→ **Stated goal**: Print the records word for word, starting at the line that contains "# point at: flat-topped" and stopping at the end of the records.
* * * * *
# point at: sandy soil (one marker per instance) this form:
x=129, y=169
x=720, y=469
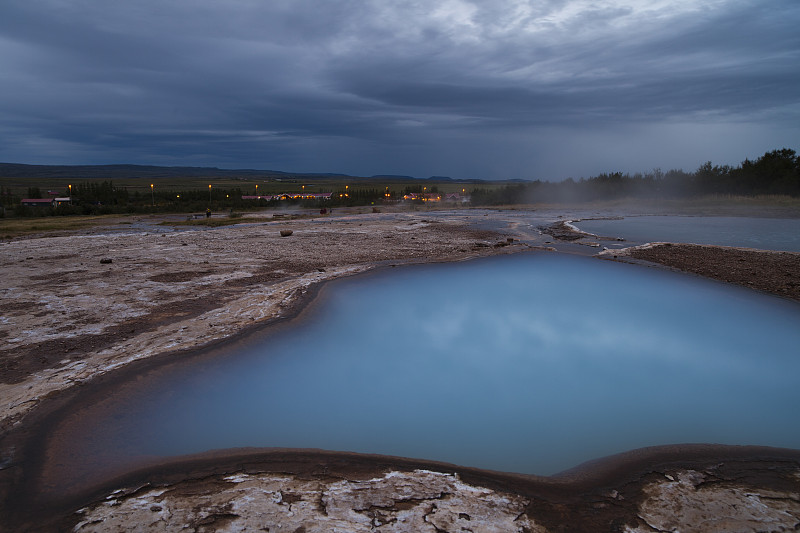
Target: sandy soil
x=77, y=307
x=769, y=271
x=764, y=270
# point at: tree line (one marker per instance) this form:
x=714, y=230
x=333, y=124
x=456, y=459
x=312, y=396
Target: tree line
x=776, y=172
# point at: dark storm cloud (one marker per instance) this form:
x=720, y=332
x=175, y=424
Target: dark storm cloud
x=479, y=89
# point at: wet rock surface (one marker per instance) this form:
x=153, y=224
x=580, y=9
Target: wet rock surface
x=418, y=501
x=68, y=318
x=78, y=306
x=774, y=272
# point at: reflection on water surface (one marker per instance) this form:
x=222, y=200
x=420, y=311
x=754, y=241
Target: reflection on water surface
x=531, y=363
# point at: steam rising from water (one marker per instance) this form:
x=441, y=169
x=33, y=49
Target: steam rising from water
x=527, y=363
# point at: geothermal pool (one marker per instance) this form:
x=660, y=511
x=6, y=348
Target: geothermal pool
x=762, y=233
x=530, y=363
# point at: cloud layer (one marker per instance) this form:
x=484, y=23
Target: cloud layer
x=480, y=88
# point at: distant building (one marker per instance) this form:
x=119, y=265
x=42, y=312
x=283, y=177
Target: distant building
x=292, y=196
x=38, y=202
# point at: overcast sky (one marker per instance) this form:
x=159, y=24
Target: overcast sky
x=539, y=89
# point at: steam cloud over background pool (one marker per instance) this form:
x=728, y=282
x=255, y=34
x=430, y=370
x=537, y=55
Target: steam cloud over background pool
x=762, y=233
x=531, y=363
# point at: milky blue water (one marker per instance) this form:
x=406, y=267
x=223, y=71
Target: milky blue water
x=762, y=233
x=527, y=363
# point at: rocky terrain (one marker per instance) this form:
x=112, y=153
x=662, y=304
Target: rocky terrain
x=77, y=307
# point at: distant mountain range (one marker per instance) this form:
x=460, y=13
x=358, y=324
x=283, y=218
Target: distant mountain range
x=17, y=170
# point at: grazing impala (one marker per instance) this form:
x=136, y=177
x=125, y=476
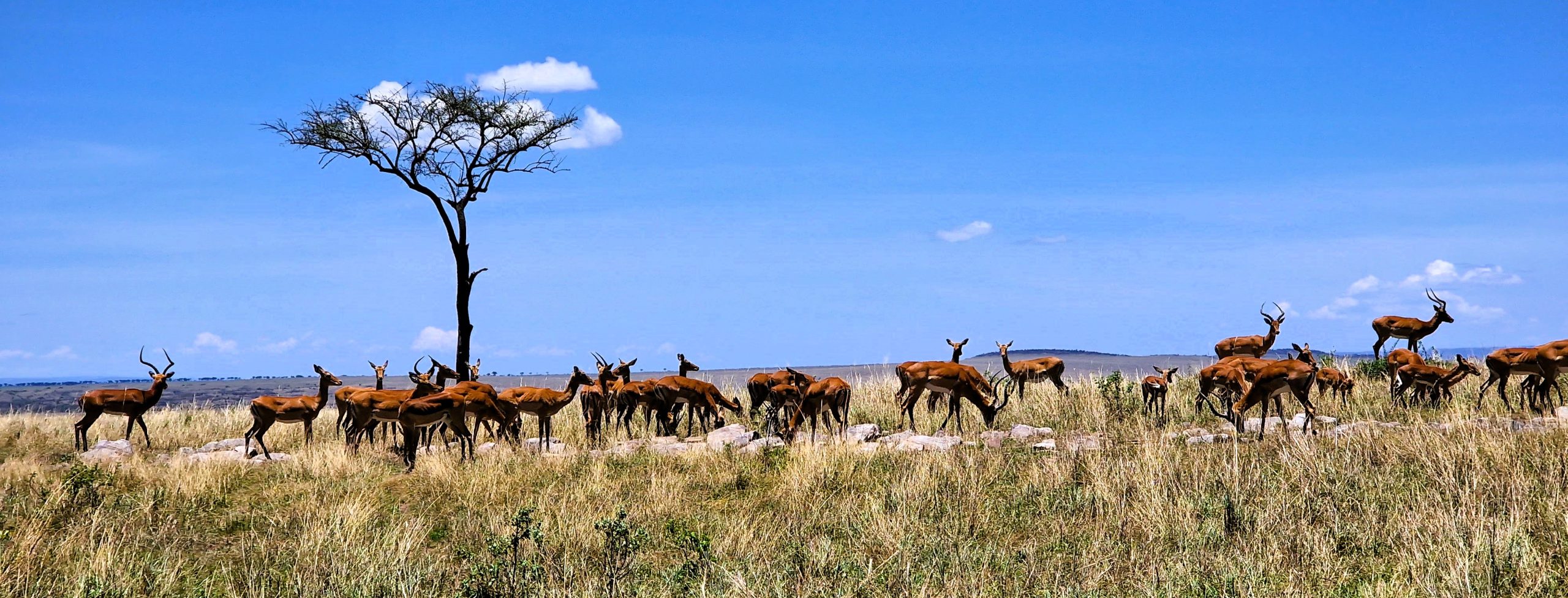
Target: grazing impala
x=1155, y=389
x=830, y=395
x=1399, y=359
x=1291, y=375
x=1412, y=329
x=545, y=403
x=703, y=398
x=1035, y=370
x=960, y=383
x=432, y=406
x=1225, y=378
x=132, y=403
x=1255, y=345
x=1335, y=383
x=265, y=411
x=1434, y=383
x=1501, y=365
x=344, y=417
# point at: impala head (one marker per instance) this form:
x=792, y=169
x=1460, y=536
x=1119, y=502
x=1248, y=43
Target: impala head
x=797, y=378
x=160, y=378
x=579, y=378
x=1466, y=365
x=443, y=372
x=1274, y=321
x=686, y=365
x=1441, y=307
x=328, y=378
x=1303, y=353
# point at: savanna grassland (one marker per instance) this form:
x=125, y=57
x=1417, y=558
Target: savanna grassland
x=1402, y=512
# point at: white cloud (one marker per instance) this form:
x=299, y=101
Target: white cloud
x=62, y=353
x=433, y=338
x=965, y=232
x=548, y=77
x=548, y=351
x=1435, y=273
x=281, y=346
x=593, y=129
x=209, y=340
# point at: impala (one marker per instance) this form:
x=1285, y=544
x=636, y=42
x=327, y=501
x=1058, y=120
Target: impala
x=1224, y=378
x=960, y=383
x=265, y=411
x=1501, y=365
x=830, y=395
x=342, y=395
x=703, y=398
x=1255, y=345
x=1434, y=383
x=1335, y=383
x=1291, y=375
x=132, y=403
x=1155, y=391
x=1551, y=357
x=1035, y=370
x=1399, y=359
x=545, y=403
x=1412, y=329
x=432, y=406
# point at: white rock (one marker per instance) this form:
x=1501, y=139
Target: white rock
x=897, y=437
x=1208, y=439
x=1026, y=433
x=222, y=445
x=993, y=439
x=861, y=433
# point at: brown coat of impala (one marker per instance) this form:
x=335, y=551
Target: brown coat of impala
x=832, y=397
x=1035, y=370
x=1224, y=378
x=761, y=386
x=1335, y=383
x=545, y=403
x=1253, y=345
x=1431, y=381
x=701, y=398
x=1155, y=391
x=1412, y=329
x=1501, y=365
x=132, y=403
x=1291, y=375
x=957, y=381
x=429, y=408
x=1553, y=357
x=265, y=411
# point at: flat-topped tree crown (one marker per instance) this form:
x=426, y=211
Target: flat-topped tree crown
x=446, y=143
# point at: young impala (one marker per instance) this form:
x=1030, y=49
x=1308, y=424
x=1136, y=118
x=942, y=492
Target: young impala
x=132, y=403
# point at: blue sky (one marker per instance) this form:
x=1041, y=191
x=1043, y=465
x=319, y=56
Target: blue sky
x=816, y=184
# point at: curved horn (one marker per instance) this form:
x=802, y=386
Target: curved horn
x=145, y=361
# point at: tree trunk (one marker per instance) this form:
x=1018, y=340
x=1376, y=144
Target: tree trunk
x=460, y=253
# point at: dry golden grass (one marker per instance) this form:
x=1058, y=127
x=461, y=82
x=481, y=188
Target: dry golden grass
x=1410, y=512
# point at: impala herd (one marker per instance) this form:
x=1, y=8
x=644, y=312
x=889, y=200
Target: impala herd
x=443, y=403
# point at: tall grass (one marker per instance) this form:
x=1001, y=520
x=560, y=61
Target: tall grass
x=1410, y=512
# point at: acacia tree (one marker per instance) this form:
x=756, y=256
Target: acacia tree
x=446, y=143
* * * * *
→ **Written solution**:
# point at: flat-topped tree crown (one marker per instance) this form:
x=426, y=211
Target: flat-topped tree crown
x=446, y=143
# point at: young impala (one marker per instance) this form:
x=1030, y=49
x=1308, y=424
x=1136, y=118
x=942, y=492
Target: young impala
x=132, y=403
# point at: blue sky (one marker per instance) this form:
x=1041, y=191
x=1043, y=465
x=319, y=56
Target: blue sky
x=816, y=184
# point at: curved horn (one marker per instance) this form:
x=802, y=386
Target: curved horn
x=145, y=361
# point at: tree trunk (one marker per instance) this form:
x=1018, y=340
x=1376, y=144
Target: tree trunk
x=460, y=253
# point at: dry golden grass (one marker per instance) this form:
x=1058, y=127
x=461, y=82
x=481, y=188
Target: dry golden grass
x=1410, y=512
# point at: impala herd (one marker per instance) this form:
x=1, y=8
x=644, y=312
x=889, y=200
Target: impala herd
x=443, y=403
# point at: tall grass (one marker per instance) this form:
x=1001, y=520
x=560, y=61
Target: tall grass
x=1410, y=512
# point at: acacia tree (one marker per instance) this form:
x=756, y=256
Target: acacia tree
x=446, y=143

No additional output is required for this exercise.